■ Exercise aim
Carry on the forum thread about an external cell opposing a voltaic cell's potential, picking up right after its last sentence.

■ Passage shown
Orientation of external cell when voltage is supplied by it to voltaic cell so as to oppose its cell potential

Question

Given below is a page from our Chemistry Textbook:

As it can be seen, the direction of $E_{ext}$ in figure $3.2(c)$ is opposite to the direction in figures $3.2(a)$ and $3.2(b)$.

I understand that $E_{ext}$ is supposed to oppose potential of the voltaic cell in figures $3.2(a)$ and $3.2(b)$. But in figure $3.2(c)$ since $E_{ext}$ is flipped, isn't $E_{ext}$ supporting the electrical potential of the voltaic cell?

Is there is reason for the flipping of the direction, or is it a mistake on part of the writer?

Answer 1

The figures in the OP's post are nicely drawn, as expected in a modern textbook, but figure 3.2(c) has the external battery reversed, which is incorrect. Here is how it works, without the needless complication of the potentiometer.

First, start with a standard Daniell cell with standard assumptions, i.e., negligible internal resistance, unimolar concentrations, and so on. Then the open circuit voltage is 1.100 V and, under light load, essentially the same. This is shown in Fig. 1 below:

As shown, electron flow is from the zinc anode to the copper cathode, via the external load resistor. Note that DMM means digital multimeter, used in voltmeter mode, and DVM means digital voltmeter. The current flow is $11 \mu A $.

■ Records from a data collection

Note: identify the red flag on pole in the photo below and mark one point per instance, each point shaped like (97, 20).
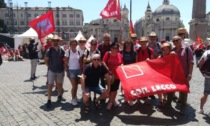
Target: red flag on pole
(112, 10)
(131, 27)
(146, 78)
(199, 39)
(44, 25)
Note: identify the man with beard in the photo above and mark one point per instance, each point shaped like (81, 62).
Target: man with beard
(55, 63)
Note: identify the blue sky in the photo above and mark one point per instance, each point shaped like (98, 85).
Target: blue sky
(92, 8)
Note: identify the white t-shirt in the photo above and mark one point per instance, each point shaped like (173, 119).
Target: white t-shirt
(73, 60)
(90, 55)
(80, 50)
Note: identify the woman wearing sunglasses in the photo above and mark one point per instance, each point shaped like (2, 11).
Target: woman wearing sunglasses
(129, 56)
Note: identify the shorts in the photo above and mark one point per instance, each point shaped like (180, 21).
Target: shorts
(98, 89)
(74, 73)
(51, 76)
(115, 85)
(207, 86)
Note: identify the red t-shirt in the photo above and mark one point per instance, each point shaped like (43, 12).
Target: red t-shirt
(47, 46)
(144, 54)
(112, 62)
(17, 53)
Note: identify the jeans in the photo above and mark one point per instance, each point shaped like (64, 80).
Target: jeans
(34, 63)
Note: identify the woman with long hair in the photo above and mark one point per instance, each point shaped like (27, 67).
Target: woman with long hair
(113, 59)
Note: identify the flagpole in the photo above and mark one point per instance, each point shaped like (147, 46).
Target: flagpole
(130, 10)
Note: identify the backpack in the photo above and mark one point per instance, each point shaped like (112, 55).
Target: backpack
(205, 68)
(149, 51)
(59, 48)
(88, 52)
(70, 53)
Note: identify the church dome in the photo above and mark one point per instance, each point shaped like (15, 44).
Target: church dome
(166, 9)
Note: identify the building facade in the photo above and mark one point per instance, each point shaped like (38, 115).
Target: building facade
(198, 24)
(68, 21)
(165, 21)
(112, 26)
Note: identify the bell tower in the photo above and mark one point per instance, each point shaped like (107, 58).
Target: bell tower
(198, 24)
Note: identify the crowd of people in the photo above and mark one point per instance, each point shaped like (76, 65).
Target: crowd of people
(95, 67)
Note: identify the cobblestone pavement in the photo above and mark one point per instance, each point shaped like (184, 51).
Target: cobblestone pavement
(22, 102)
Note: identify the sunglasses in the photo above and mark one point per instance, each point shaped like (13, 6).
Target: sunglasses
(96, 59)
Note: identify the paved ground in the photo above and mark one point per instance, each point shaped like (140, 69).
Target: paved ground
(22, 102)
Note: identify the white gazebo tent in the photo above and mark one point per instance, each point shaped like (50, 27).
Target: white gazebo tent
(89, 40)
(79, 35)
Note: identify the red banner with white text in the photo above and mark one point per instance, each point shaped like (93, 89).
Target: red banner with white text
(150, 77)
(112, 10)
(43, 25)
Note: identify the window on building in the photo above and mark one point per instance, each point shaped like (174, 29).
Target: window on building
(78, 16)
(71, 15)
(78, 23)
(64, 22)
(22, 23)
(63, 15)
(6, 15)
(71, 23)
(35, 15)
(57, 15)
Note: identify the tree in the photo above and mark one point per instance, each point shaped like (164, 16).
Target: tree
(2, 4)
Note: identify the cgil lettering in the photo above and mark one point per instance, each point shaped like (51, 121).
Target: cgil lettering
(163, 87)
(156, 88)
(139, 91)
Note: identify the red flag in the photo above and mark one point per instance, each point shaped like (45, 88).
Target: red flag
(199, 39)
(44, 25)
(131, 27)
(146, 78)
(112, 10)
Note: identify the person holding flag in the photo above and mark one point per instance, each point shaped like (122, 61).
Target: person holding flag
(181, 32)
(186, 59)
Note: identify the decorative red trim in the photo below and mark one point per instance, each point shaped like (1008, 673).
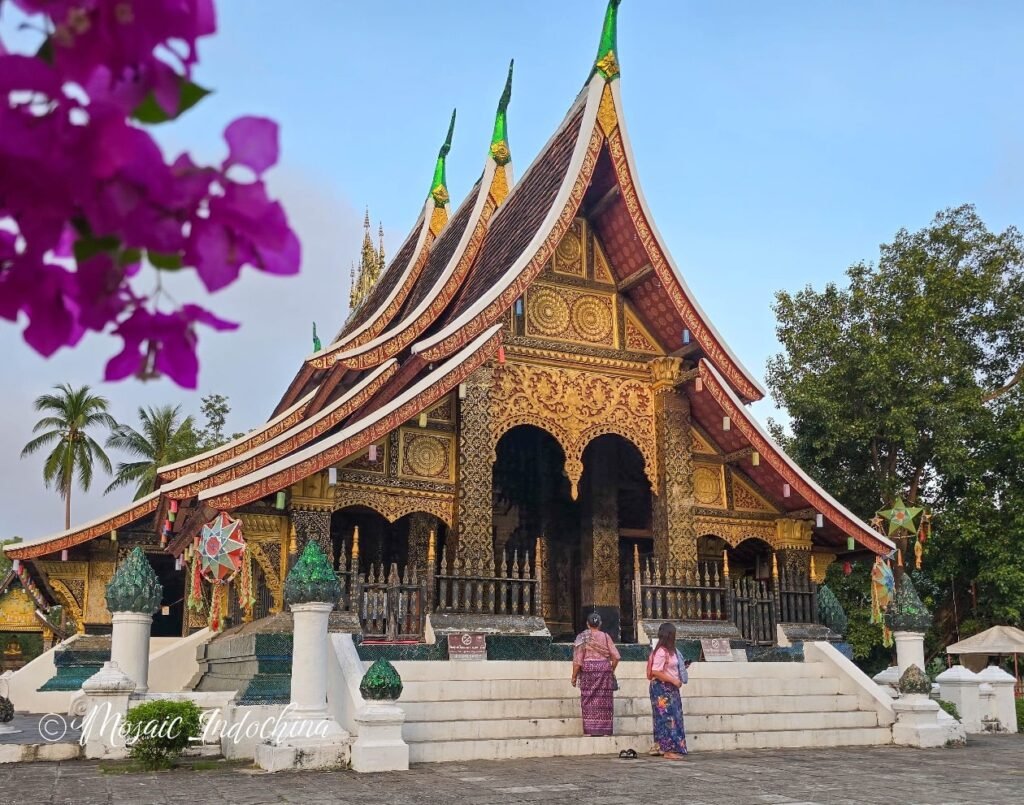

■ Result of this task
Now cut the wire to the cathode and insert an external DC voltage supply that is turned on, but set to supply zero volts between its terminals. This is shown Fig. 2 below:

The external DC supply is schematically depicted as a battery supplying 0.000 V between its terminals. Its internal impedance is assumed negligible. Effectively, this 0 V battery is the same as a piece of wire: the situation is the same as in Fig. 1. The current flow is still $11 \mu A $.

Now start making it interesting. First, set the external DC supply to produce +0.500 V, as shown in Fig. 3 below:

Note how the external DC supply is connected: its positive terminal connects to the copper cathode. The Daniell cell potential is opposed by the external supply voltage and the DMM shows that the difference, which is +0.600 V, is across the load resistor. Therefore, the current flow is only $6 \mu A $.

Next, set the external DC supply to produce +1.100 V, as shown in Fig. 4 below:

No current flows because the external DC supply voltage nulls (exactly opposes) the Daniell cell voltage. Both ends of the resistor are at -1.100 V with respect to the copper electrode, so no current flows and there is no oxidation or reduction taking place in the cell reservoirs. There is no anode or cathode, just electrodes. This is the dividing line between voltaic cell operation and electrolytic cell operation.

Finally, set the external DC supply to produce +3.000 V, as shown in Fig. 5 below:

Now the electron flow is from the negative terminal of the external DC supply, through the load resistor and into the zinc electrode, where reduction will take place in that cell reservoir. This is the electrolysis mode of operation. Note the voltage across the resistor is -1.900 V, i.e., -3.000 V minus -1.100 V. So the zinc electrode is now the cathode and the copper electrode is the anode.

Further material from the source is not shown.